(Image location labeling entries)
------------------------------
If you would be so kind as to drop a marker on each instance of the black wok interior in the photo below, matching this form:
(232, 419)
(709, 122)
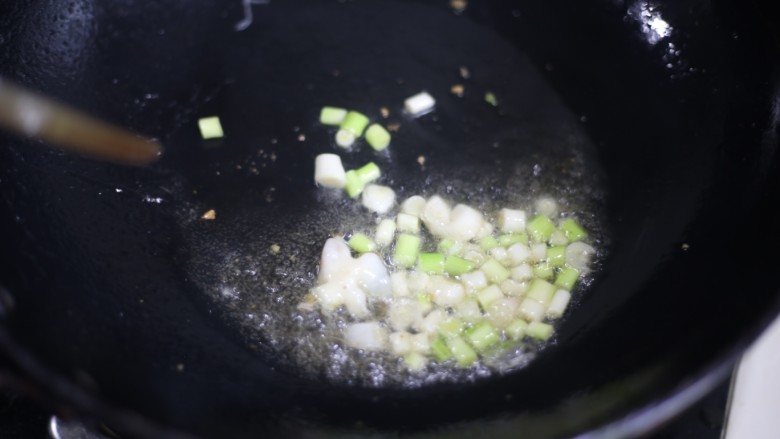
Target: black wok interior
(105, 269)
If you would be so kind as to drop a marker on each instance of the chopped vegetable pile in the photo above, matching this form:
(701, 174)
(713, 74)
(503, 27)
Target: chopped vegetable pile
(437, 283)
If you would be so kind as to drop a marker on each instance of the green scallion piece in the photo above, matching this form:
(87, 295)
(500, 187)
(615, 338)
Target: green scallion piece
(355, 123)
(494, 271)
(464, 355)
(540, 228)
(450, 327)
(406, 249)
(544, 270)
(516, 330)
(440, 350)
(483, 335)
(354, 186)
(566, 278)
(431, 263)
(572, 230)
(368, 173)
(332, 115)
(415, 361)
(449, 246)
(512, 238)
(491, 98)
(541, 291)
(556, 256)
(210, 127)
(378, 137)
(456, 265)
(361, 243)
(539, 330)
(488, 243)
------------------------------
* [Your instructions] Reproduce the listing above word for word, leaving out the pictures.

* [Task response]
If you would be so kind as to drop a marker on each instance of the black wok interior in the photo below, matching this form:
(232, 419)
(709, 122)
Target: black wok interior
(105, 269)
If you would be so kind as to drop a marker on each instance of the chopped vegetable pile in the photo above, matching this form:
(701, 174)
(713, 74)
(503, 27)
Target: chopped vegetable pile
(437, 283)
If you would be so kind as to drop a marker on each instance of the green scallion piece in the photo above, matching this form:
(87, 295)
(500, 187)
(615, 338)
Target: green scallion piece
(355, 123)
(494, 271)
(464, 355)
(540, 228)
(450, 327)
(406, 249)
(544, 270)
(516, 330)
(440, 350)
(483, 335)
(354, 186)
(566, 278)
(431, 263)
(572, 230)
(368, 173)
(332, 115)
(415, 361)
(449, 246)
(512, 238)
(491, 98)
(541, 291)
(556, 256)
(210, 127)
(378, 137)
(456, 265)
(361, 243)
(539, 330)
(488, 243)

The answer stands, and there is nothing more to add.